EXERCISE DESCRIPTION:
Write out all of the lines below again, swapping "thickest part" for "widest part" wherever it appears and keeping everything else the same.

EXTRACTED MATERIAL:
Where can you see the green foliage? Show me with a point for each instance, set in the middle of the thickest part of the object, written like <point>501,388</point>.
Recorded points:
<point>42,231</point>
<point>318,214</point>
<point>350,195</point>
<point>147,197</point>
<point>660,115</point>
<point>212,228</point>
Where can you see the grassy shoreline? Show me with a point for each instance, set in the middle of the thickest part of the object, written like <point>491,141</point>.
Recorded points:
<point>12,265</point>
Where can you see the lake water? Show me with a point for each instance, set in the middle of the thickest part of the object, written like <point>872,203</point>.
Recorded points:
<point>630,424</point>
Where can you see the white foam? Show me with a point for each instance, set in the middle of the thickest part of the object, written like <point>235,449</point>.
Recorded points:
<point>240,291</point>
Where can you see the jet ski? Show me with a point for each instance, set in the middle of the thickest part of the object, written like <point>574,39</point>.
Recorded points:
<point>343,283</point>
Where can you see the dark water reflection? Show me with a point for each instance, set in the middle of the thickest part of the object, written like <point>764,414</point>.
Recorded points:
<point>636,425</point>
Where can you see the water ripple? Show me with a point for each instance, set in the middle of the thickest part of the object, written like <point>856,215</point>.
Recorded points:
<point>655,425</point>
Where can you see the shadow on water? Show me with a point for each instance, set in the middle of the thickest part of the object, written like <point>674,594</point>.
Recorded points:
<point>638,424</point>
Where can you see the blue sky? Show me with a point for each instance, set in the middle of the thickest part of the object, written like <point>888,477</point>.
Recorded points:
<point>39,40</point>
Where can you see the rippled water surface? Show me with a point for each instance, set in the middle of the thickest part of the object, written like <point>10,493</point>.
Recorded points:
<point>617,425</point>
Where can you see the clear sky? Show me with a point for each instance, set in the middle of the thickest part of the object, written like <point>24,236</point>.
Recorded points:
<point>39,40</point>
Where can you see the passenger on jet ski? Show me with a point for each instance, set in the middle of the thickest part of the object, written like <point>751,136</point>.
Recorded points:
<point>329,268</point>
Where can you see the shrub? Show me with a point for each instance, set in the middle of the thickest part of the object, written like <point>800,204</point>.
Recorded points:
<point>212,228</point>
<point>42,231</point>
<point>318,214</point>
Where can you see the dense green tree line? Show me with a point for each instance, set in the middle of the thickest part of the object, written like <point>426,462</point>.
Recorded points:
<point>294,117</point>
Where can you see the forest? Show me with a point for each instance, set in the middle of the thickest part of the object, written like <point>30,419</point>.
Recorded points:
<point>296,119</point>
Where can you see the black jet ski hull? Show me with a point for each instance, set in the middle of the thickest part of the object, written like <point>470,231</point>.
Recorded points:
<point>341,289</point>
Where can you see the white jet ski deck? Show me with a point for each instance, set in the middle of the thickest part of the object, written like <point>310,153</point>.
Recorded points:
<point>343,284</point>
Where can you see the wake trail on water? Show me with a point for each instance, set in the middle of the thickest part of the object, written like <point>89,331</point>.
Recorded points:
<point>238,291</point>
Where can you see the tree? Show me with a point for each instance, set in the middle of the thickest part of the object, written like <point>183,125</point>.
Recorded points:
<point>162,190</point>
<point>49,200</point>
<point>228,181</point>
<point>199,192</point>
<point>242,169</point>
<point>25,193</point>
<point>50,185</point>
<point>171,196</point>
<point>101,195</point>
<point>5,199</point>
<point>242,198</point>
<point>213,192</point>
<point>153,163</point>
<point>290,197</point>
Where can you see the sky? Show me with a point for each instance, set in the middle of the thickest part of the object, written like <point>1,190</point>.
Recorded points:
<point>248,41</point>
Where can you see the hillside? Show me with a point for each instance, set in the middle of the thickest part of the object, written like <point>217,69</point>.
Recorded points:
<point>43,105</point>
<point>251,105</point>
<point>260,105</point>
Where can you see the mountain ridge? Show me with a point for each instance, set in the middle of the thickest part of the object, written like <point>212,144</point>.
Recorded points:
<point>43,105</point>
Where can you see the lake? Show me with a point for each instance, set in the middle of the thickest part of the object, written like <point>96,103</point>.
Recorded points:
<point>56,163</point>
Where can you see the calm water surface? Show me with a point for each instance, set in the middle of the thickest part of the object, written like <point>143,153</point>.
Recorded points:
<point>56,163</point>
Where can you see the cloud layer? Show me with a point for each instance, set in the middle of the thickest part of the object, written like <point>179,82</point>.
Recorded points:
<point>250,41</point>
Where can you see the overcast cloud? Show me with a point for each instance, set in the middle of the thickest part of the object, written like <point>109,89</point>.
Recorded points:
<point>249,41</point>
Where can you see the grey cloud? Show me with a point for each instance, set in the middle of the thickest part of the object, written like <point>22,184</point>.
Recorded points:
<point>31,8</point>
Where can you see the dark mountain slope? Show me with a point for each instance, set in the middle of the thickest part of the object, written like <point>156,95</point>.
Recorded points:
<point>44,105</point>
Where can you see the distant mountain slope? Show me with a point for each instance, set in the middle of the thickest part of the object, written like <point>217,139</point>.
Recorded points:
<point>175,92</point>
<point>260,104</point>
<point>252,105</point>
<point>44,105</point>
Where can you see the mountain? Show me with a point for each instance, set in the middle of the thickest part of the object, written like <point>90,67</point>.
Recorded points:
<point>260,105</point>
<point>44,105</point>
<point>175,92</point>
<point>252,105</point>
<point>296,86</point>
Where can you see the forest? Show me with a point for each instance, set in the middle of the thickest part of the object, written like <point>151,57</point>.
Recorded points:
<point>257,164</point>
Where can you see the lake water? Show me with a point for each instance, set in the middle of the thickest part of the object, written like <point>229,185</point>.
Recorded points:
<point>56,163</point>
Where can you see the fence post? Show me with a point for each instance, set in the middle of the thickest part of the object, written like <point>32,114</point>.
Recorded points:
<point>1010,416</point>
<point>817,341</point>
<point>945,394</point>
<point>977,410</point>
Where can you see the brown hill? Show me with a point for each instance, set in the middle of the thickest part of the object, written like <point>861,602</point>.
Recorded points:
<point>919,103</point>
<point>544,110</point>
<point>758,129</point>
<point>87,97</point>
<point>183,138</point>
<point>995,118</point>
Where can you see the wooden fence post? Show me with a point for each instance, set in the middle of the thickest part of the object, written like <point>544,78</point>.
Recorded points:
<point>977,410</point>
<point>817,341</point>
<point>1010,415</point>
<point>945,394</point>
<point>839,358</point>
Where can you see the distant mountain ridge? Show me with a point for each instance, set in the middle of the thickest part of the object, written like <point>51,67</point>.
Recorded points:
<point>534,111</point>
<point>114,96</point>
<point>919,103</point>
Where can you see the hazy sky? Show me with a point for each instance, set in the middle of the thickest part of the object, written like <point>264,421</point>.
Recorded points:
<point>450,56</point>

PROBLEM SOLUTION:
Where can you see the green foliage? Show me with a point for each instance, set in the middle of the widest part of the object, written like <point>501,388</point>.
Recorded points:
<point>42,231</point>
<point>318,214</point>
<point>350,195</point>
<point>147,197</point>
<point>660,115</point>
<point>212,228</point>
Where can you see the grassy shoreline? Show me with a point for each instance, set in the middle of the widest part of the object, written like <point>491,141</point>.
Recorded points:
<point>12,265</point>
Where can you see the lake water? Show me with a point for each instance, set in the middle of the widest part of the object, written like <point>872,203</point>.
Recorded points:
<point>630,424</point>
Where can you see the white foam? Show me with a point for each instance, set in the middle of the widest part of the object, written like <point>235,449</point>.
Recorded points:
<point>240,291</point>
Where can you see the jet ski? Show me with a point for each instance, set in the middle of the widest part of the object, written like <point>574,39</point>.
Recorded points:
<point>343,283</point>
Where can you see the dark water reflection? Show me with a point for each instance, set in the middle of the widest part of the object, written like <point>764,414</point>.
Recorded points:
<point>636,425</point>
Where can you see the water ripple? Show me with a point for each instance, set in the middle of the widest part of the object, written like <point>856,215</point>.
Recorded points:
<point>655,425</point>
Where can you see the shadow on water? Show me with a point for each instance, set in the middle of the widest part of the object, written like <point>674,594</point>.
Recorded points:
<point>638,424</point>
Where can you see the blue sky? Show me with a point for each instance, set in the middle of the widest part of the object, written like <point>888,477</point>.
Recorded points:
<point>39,40</point>
Where can you see the rippled water surface? Show me with a point for each instance, set in the middle of the widest part of the object, written like <point>10,493</point>.
Recorded points:
<point>617,425</point>
Where can you see the clear sky? Show me with a point for each instance, set in the middle of the widest part of the object, written like <point>24,236</point>.
Recorded points:
<point>39,40</point>
Where can you see the passenger on jet ski? Show me with a point for each instance, set in the middle of the widest part of the object, written like <point>751,136</point>.
Recorded points:
<point>329,268</point>
Where can you see the shrub? Show me with a point for each instance, set in the middle of the widest part of the object, written like <point>800,204</point>.
Recorded points:
<point>212,228</point>
<point>42,231</point>
<point>318,214</point>
Where can you see the dense green tree line? Show me with a point for each instance, set in the middle of the widest part of the object, written like <point>426,462</point>.
Recorded points:
<point>294,117</point>
Where can you see the forest? Show me with a point for each instance, set in the middle of the widest part of the object, written like <point>30,419</point>.
Recorded points:
<point>296,119</point>
Where can you see the black jet ski hull? Show me with a point for each instance, set in the middle of the widest part of the object, written like <point>470,231</point>.
Recorded points:
<point>341,289</point>
Where can you see the white jet ski deck? Show me with a point for each instance, set in the middle of the widest part of the object, written like <point>310,153</point>.
Recorded points:
<point>343,284</point>
Where can you see the wake trail on water? Show me with a point for each instance, set in the middle of the widest part of the object, written like <point>89,331</point>.
Recorded points:
<point>238,291</point>
Where can you see the tree? Show me with a point for each instance, set in the middle of the widest part of the object, written like <point>183,125</point>.
Recorded points:
<point>162,190</point>
<point>49,200</point>
<point>228,181</point>
<point>199,192</point>
<point>242,169</point>
<point>25,193</point>
<point>50,185</point>
<point>171,196</point>
<point>101,195</point>
<point>5,199</point>
<point>242,198</point>
<point>213,192</point>
<point>153,163</point>
<point>290,197</point>
Where can you see the sky? Show me with a point for each instance, set in the middle of the widest part of the object, written like <point>1,190</point>.
Recorded points:
<point>248,41</point>
Where can you see the hillside? Show me with a point for each instance, set in the middle of the widest part of the object, written like <point>217,69</point>.
Recorded points:
<point>43,105</point>
<point>251,105</point>
<point>260,105</point>
Where can you see the mountain ridge? Show me with a point for each instance, set in the middle of the widest part of the object, written like <point>212,144</point>.
Recorded points:
<point>43,105</point>
Where can you see the lake? Show me with a point for each instance, set in the middle of the widest part of the object, written like <point>96,103</point>.
Recorded points:
<point>56,163</point>
Where can you see the calm water surface? Show me with a point for each instance, set in the middle of the widest part of the object, written like <point>143,153</point>.
Recorded points:
<point>56,163</point>
Where can you see the cloud layer? Show me with a point for each instance, set in the middle of the widest part of the object, written like <point>179,82</point>.
Recorded points:
<point>250,41</point>
Where can you see the overcast cloud? Show me with a point for each instance, set in the middle of the widest part of the object, written like <point>109,89</point>.
Recorded points:
<point>249,41</point>
Where can you see the grey cloud? Show me with a point for each instance, set in the middle of the widest part of the object, written like <point>22,184</point>.
Recorded points:
<point>31,8</point>
Where can you see the dark mountain slope? Show me with a point for each instance, set in the middle of the widest part of the object, written like <point>156,95</point>.
Recorded points:
<point>44,105</point>
Where can you see the distant mountain slope? Show me with a point for each instance, set in the middle of the widest part of the object, written like <point>217,139</point>.
Recorded points:
<point>175,92</point>
<point>260,104</point>
<point>252,105</point>
<point>44,105</point>
Where can you see the mountain? Show me with a point for each instance, set in the middle of the widest part of the object, written like <point>90,67</point>.
Recorded points:
<point>260,105</point>
<point>44,105</point>
<point>175,92</point>
<point>252,105</point>
<point>296,86</point>
Where can you see the forest? Show me with a point for each instance, set in the middle of the widest part of the object, written like <point>151,57</point>.
Recorded points:
<point>257,164</point>
Where can you see the lake water? Show me with a point for each instance, set in the middle of the widest part of the object, written like <point>229,185</point>.
Recorded points:
<point>56,163</point>
Where can you see the fence post? Show me with a point for each instance, set in the middle of the widest part of the object, written like <point>32,114</point>.
Recorded points:
<point>1010,416</point>
<point>817,341</point>
<point>945,394</point>
<point>977,410</point>
Where can you see the brown hill? Show me with a point for each instance, set in the middle of the widest part of the object, written like <point>861,602</point>.
Recorded points:
<point>919,103</point>
<point>544,110</point>
<point>758,129</point>
<point>87,97</point>
<point>183,138</point>
<point>995,118</point>
Where can you see the wooden fence post? Show me with a point for each instance, set in the middle of the widest part of the object, written like <point>544,78</point>.
Recorded points:
<point>977,410</point>
<point>817,341</point>
<point>1010,415</point>
<point>945,394</point>
<point>839,358</point>
Where can you see the distant mountain ridge? Show me with a point for each instance, set in the middle of the widest part of the object, written like <point>51,67</point>.
Recorded points:
<point>534,111</point>
<point>114,96</point>
<point>919,103</point>
Where can you see the hazy sky? Show me with a point for each instance, set in the middle of the widest part of the object, written like <point>264,421</point>.
Recorded points:
<point>450,56</point>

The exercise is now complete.